====== GIVEN PASSAGE

There have been suggestions that Foster and Clinton had been involved in an affair, while others say Foster may have been involved in shady dealings, but nothing has ever been proven.

One thing that is certain, however, is that Hillary Clinton’s name pops up often in official documents of the Starr Report released by the National Archives, many of them obtained by WND but never reported on by the media.

James “Skip” Rutherford had lunch with Hillary at her mother’s home in Little Rock the morning after Foster’s death, and he said Mrs. Clinton “was in complete shock and disbelief at the thought of Foster committing suicide.”

More than two weeks later, she remained incredulous about the suicide ruling.

“Of a thousand people who might commit suicide, I would never pick Vince,” Hillary Clinton told the New Yorker in an Aug. 9, 1993, article titled “The Suicide” by Sidney Blumenthal.

Hillary and Vince Foster
Hillary and Vince Foster

Since Hillary seemed not to believe Foster’s death was a suicide, it would be reasonable to ask: What changed her mind? Why would she trust the word of Kenneth Starr, the supposed enemy of the Clintons, when there was ample evidence to suggest her friend was murdered?

Marsha Scott, deputy assistant to the president, had a long closed-door meeting with Foster on Monday, the day before his death. She reportedly asked him about “the weekend.” Scott was also one of the White House core group who came from Arkansas with the Clintons along with Webster Hubbell and Foster. In her deposition, she told investigators she couldn’t remember what they talked about for over an hour, other than her asking Foster how the weekend went. She said she had dealt with the tragedy by blocking it from her memory.

The meeting has always been a mystery.

Curiosity about ‘the weekend’

Scott’s FBI report states, “Scott explained that she stopped by because she wanted to ask him how he enjoyed the weekend. She knew he had had a good weekend from having talked to somebody else, but she couldn’t recall who and wanted to ask him if he had had as much fun as others said that they had had.”

Strangely, Webster Hubbell also stopped by Foster’s office Monday, the day before his death, to ask how his weekend went.

According to Page 24 of the Fiske Report, Foster told Hubbell “the weekend had been good for him.”

============

Transcribe the passage about Vince Foster's death word for word, beginning at "There have been" and stopping after "by the media.". Rely solely on the passage about Vince Foster's death.

====== SUPPLIED DATA

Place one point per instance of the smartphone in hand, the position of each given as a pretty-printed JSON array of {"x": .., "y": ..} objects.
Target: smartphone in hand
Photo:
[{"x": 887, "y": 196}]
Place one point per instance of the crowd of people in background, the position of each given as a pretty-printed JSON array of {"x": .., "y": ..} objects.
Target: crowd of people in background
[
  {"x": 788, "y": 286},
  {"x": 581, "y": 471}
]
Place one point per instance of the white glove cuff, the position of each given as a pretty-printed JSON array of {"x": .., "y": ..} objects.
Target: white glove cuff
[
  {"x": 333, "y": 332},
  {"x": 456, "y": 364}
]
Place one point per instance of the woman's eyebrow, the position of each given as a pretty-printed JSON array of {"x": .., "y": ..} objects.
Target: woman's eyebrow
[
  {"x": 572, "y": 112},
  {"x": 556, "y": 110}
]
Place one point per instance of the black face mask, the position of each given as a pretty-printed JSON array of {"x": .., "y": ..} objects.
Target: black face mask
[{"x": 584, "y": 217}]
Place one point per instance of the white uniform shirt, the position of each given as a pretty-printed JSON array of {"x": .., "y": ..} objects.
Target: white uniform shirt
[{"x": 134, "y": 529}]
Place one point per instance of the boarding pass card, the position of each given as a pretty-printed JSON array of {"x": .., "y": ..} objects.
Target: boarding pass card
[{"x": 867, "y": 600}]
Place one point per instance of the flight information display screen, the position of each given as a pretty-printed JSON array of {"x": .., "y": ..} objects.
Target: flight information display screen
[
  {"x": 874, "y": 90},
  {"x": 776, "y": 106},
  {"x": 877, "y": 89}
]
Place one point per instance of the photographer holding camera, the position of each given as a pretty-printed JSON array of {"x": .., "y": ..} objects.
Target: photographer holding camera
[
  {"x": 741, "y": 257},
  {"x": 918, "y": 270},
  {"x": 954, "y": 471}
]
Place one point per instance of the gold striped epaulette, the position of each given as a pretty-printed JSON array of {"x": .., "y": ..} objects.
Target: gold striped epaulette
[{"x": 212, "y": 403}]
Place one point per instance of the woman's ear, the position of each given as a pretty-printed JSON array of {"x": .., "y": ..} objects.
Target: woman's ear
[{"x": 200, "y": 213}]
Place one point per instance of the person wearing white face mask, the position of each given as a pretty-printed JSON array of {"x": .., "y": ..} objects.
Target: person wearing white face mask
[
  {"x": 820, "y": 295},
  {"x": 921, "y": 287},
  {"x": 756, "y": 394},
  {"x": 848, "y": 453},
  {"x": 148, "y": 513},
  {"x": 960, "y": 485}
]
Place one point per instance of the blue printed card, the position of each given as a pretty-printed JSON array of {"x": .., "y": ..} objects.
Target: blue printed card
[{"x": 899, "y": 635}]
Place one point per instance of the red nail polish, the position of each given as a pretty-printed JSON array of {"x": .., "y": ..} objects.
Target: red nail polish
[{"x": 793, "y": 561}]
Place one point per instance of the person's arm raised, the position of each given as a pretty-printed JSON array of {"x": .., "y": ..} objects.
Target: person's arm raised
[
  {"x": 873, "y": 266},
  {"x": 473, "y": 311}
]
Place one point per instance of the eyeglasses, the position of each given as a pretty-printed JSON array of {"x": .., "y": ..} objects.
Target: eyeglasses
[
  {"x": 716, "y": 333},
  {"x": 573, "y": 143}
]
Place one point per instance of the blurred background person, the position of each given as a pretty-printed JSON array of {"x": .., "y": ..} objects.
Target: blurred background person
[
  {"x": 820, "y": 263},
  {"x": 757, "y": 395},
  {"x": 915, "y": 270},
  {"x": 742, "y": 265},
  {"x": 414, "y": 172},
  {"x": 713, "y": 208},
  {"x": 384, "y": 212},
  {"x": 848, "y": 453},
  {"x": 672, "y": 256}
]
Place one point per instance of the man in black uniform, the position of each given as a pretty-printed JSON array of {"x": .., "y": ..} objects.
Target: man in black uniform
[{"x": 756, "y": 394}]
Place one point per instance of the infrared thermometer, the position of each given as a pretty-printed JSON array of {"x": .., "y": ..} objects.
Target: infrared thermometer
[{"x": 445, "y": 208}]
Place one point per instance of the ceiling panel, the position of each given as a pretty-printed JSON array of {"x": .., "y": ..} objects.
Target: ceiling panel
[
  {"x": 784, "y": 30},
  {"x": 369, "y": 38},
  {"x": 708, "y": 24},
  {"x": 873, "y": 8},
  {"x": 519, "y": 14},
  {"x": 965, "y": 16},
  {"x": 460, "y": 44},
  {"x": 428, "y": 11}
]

============

• **RESPONSE TO THIS EXERCISE**:
There have been suggestions that Foster and Clinton had been involved in an affair, while others say Foster may have been involved in shady dealings, but nothing has ever been proven.

One thing that is certain, however, is that Hillary Clinton’s name pops up often in official documents of the Starr Report released by the National Archives, many of them obtained by WND but never reported on by the media.